§ **Tasks for this exercise**:
A – Duplicate the part of the Louisiana climate excerpt that opens with the words containing "Louisiana will see" and closes with "Tuesday (May 6).".
B – In the Louisiana climate excerpt, how soon could the state see billions of dollars in increased disaster costs?
C – How would you sum up the Louisiana climate excerpt in two sentences?

§ **Text provided**:
_ _ _ _ _ _ _

But leaving that aside, I also wonder when all the people pouring money into real estate here start to realize that might  not exactly be a solid long-term investment given the circumstances.
Louisiana will see billions of dollars in increased disaster costs as early as 2030 resulting from the combined effects of global warming and natural processes, according to a new National Climate Assessment report released by the White House on Tuesday (May 6).

The report also warns that sea level rise – combined with naturally-occurring subsidence – continues to threaten wetlands and land bordering the state’s most populated areas, increasing their risk from storm surges; and that sea level rise driven by human-induced global warming also threatens interstate highways, railroads, ports, airports, oil and gas facilities and water supplies.
There's got to be a point at which the water gets too damn high for the rent to get any too damn higher, right?

1 comment:

yeldarb said...

_ _ _ _ _ _ _

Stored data
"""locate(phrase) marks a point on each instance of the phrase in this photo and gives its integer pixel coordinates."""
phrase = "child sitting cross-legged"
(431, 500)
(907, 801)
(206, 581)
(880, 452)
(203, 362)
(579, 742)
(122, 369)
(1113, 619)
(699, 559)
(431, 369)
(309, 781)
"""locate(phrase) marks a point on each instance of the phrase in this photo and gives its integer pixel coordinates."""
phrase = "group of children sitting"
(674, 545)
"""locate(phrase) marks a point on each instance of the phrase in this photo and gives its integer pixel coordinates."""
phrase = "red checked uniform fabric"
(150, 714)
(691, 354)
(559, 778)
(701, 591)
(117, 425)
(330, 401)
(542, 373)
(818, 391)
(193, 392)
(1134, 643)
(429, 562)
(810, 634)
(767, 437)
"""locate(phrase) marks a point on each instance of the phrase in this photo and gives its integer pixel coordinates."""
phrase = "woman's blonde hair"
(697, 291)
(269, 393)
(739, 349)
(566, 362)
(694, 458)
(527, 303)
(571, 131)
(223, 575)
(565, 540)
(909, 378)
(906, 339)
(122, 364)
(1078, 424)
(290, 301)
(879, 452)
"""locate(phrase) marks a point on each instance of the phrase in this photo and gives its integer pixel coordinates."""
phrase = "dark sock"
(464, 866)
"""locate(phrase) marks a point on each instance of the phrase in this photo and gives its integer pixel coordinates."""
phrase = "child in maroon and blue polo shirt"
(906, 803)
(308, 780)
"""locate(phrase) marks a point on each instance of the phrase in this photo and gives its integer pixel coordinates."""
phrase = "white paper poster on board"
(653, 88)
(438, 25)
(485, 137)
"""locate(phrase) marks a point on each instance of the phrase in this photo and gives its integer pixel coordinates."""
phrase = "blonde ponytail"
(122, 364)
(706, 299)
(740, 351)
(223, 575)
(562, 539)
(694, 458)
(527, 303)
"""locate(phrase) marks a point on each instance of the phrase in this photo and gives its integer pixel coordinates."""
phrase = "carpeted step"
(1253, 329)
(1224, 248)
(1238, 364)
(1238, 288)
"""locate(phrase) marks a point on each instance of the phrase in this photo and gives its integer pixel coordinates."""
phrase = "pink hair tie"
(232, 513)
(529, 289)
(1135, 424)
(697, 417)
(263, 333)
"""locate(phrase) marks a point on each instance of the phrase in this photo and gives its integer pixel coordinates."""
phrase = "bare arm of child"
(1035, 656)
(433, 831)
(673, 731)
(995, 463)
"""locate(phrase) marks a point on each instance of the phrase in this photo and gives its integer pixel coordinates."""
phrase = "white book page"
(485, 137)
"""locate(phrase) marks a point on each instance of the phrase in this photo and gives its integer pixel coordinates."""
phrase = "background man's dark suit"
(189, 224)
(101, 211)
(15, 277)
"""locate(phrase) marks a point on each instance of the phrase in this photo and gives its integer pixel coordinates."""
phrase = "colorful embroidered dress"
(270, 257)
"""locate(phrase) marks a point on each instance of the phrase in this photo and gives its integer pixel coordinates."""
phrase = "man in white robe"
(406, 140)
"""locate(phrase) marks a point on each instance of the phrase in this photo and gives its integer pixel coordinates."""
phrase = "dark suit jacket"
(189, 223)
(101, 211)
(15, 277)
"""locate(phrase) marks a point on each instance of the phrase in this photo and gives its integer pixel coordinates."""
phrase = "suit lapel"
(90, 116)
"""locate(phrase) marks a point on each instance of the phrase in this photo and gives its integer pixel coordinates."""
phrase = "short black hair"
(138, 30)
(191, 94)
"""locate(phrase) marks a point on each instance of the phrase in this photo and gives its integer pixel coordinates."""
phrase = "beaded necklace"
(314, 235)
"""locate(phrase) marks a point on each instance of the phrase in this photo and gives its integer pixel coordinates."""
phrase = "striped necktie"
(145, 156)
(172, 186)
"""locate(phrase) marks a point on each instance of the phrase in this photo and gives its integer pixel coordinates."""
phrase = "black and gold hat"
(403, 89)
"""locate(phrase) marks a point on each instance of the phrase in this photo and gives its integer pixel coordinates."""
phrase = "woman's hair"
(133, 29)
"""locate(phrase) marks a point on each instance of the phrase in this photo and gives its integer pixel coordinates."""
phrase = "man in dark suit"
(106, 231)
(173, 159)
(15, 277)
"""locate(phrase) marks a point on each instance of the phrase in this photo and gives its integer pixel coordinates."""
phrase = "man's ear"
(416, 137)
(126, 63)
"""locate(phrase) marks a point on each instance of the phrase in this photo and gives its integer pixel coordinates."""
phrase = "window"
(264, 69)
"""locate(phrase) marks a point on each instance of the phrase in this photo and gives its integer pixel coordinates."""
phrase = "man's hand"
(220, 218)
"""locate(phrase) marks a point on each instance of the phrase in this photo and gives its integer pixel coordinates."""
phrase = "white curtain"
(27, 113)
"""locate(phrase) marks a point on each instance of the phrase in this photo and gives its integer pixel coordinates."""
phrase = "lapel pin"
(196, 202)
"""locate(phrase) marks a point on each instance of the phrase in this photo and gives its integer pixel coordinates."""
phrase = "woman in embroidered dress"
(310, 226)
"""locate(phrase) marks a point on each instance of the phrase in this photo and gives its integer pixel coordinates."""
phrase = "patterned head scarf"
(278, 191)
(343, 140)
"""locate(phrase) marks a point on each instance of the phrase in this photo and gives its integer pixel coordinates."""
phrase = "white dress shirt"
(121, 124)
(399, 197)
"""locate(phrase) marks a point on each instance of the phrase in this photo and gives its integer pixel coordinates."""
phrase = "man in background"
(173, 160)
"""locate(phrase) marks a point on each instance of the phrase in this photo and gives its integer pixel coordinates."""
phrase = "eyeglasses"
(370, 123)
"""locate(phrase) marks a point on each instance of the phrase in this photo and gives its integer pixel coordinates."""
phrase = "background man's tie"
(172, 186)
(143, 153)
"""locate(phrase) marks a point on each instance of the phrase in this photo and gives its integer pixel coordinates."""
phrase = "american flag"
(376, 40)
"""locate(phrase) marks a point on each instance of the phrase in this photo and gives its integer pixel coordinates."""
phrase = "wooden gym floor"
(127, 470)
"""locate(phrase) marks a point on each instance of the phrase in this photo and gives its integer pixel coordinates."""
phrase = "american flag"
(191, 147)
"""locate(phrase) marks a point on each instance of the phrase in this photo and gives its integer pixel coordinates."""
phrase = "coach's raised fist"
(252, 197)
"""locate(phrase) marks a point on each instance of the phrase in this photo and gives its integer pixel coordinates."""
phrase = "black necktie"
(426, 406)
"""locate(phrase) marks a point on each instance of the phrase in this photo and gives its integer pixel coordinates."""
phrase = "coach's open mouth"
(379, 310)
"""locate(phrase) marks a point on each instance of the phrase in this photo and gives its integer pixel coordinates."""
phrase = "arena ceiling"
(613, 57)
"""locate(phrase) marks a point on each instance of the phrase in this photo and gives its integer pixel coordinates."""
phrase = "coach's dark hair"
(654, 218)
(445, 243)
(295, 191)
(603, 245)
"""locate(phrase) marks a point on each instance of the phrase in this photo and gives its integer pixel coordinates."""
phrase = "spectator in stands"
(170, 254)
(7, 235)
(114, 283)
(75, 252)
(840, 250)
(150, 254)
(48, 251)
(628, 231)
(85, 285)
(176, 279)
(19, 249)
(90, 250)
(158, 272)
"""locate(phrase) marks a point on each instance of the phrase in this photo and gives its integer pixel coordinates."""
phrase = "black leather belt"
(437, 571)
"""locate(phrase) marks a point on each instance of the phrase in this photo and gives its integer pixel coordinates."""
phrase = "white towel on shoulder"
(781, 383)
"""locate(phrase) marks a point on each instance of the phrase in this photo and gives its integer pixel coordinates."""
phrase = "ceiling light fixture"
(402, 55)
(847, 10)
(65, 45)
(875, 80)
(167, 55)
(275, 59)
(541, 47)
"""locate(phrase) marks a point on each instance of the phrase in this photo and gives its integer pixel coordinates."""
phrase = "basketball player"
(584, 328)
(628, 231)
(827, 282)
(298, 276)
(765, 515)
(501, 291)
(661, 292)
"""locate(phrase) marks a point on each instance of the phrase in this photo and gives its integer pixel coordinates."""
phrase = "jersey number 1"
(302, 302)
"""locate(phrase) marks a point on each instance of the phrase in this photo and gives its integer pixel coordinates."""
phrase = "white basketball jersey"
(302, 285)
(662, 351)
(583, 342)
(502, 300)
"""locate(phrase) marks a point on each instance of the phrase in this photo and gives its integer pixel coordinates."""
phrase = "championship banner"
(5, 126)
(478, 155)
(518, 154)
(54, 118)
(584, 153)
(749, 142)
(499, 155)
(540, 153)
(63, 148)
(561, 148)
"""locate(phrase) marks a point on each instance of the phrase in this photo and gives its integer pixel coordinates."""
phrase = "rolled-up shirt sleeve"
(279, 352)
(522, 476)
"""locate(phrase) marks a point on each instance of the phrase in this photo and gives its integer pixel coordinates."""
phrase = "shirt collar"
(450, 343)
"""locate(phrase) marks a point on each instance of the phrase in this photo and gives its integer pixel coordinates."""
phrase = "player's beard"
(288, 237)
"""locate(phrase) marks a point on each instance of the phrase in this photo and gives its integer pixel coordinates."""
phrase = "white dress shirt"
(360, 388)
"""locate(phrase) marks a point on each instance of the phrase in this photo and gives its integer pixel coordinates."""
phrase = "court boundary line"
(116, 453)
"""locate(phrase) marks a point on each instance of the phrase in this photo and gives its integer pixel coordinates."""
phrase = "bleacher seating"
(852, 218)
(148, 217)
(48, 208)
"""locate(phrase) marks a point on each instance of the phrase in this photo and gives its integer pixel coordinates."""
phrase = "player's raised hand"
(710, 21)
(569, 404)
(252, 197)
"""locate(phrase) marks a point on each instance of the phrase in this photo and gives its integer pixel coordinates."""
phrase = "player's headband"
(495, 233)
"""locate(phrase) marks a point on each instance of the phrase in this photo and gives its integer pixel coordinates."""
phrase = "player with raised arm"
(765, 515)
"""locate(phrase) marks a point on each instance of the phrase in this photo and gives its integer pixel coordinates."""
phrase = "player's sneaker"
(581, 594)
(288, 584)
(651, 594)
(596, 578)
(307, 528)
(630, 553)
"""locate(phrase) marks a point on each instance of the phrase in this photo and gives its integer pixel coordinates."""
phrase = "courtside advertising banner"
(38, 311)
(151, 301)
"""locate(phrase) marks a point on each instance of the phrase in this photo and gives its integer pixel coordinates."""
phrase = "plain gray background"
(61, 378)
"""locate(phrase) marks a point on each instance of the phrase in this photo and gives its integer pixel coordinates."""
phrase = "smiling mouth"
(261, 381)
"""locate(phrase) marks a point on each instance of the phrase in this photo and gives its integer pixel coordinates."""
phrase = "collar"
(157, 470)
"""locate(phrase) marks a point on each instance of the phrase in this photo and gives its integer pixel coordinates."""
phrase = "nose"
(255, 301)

_ _ _ _ _ _ _

§ **Task-by-task solutions**:
A –
Louisiana will see billions of dollars in increased disaster costs as early as 2030 resulting from the combined effects of global warming and natural processes, according to a new National Climate Assessment report released by the White House on Tuesday (May 6).

B – As early as 2030.

C – A National Climate Assessment report released by the White House warns that Louisiana could face billions of dollars in increased disaster costs as early as 2030, and that sea level rise combined with subsidence threatens wetlands, populated areas, and infrastructure such as highways, ports, and water supplies. The writer wonders when people pouring money into real estate there will realize it may not be a solid long-term investment.